● **Task to complete**
Lines from the entries below that hold "rough" form the answer; copy all of them.

● **Given entries**

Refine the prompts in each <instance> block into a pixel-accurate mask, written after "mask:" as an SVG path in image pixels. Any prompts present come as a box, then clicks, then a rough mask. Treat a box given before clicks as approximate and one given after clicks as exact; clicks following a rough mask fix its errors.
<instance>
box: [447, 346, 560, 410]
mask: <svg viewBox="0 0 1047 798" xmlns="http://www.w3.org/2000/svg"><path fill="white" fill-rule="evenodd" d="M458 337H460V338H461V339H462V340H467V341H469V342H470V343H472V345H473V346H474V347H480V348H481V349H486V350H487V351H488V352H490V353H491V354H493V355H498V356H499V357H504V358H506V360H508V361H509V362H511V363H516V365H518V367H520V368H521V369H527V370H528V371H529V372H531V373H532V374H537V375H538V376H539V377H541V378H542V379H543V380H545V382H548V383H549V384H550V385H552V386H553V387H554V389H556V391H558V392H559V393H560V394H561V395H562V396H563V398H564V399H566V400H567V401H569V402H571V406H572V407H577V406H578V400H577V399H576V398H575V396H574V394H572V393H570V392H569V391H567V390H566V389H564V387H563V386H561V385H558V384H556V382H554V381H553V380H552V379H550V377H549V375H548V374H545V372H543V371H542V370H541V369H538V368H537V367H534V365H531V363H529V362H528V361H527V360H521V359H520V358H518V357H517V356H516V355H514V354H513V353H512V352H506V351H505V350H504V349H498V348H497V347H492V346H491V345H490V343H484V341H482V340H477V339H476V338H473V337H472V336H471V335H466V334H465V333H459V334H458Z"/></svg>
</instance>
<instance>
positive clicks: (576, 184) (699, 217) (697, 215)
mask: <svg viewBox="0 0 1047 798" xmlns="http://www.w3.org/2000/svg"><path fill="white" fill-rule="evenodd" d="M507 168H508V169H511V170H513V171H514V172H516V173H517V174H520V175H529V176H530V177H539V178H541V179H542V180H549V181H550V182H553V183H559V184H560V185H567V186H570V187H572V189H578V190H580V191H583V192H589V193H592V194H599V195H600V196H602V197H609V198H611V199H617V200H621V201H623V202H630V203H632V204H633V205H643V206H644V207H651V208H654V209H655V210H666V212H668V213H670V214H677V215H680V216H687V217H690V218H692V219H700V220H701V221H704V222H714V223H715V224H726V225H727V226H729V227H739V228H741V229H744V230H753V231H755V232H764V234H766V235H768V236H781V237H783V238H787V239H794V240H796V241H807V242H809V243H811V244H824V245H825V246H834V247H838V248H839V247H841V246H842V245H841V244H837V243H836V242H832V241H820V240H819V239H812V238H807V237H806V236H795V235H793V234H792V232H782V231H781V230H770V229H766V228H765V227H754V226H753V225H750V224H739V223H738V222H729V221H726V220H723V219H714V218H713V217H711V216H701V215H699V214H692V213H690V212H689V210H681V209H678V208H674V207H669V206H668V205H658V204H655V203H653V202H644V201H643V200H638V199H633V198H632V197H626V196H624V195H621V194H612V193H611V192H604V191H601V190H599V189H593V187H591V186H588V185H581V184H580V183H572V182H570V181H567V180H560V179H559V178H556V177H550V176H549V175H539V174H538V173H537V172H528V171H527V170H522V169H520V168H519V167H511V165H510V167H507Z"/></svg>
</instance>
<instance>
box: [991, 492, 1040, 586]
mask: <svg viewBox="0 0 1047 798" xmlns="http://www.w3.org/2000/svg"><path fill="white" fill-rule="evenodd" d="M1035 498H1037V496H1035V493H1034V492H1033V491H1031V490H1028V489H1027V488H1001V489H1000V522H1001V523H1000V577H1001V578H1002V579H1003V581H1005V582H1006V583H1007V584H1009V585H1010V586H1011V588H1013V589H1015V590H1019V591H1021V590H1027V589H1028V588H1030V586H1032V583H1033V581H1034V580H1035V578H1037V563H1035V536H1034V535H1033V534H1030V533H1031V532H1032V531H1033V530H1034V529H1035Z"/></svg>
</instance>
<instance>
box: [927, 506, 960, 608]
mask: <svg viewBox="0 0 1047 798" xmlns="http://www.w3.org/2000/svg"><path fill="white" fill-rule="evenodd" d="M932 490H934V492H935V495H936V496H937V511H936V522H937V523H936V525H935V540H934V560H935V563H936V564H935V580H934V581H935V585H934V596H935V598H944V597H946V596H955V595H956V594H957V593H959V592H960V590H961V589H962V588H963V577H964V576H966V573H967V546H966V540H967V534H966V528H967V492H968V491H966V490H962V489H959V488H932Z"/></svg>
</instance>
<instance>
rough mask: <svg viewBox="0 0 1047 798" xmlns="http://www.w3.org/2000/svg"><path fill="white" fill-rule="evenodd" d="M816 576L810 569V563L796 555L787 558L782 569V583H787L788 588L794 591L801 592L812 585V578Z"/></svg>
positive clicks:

● **Answer section**
Refine the prompts in each <instance> block into a pixel-accurate mask, written after "mask:" as an SVG path in image pixels. Any prompts present come as a box, then clicks, then a rough mask. Treat a box given before clicks as approximate and one given after clicks as exact; clicks following a rough mask fix its errors.
rough mask: <svg viewBox="0 0 1047 798" xmlns="http://www.w3.org/2000/svg"><path fill="white" fill-rule="evenodd" d="M816 576L810 569V563L796 555L787 558L782 569V583H787L788 588L794 591L801 592L812 585V578Z"/></svg>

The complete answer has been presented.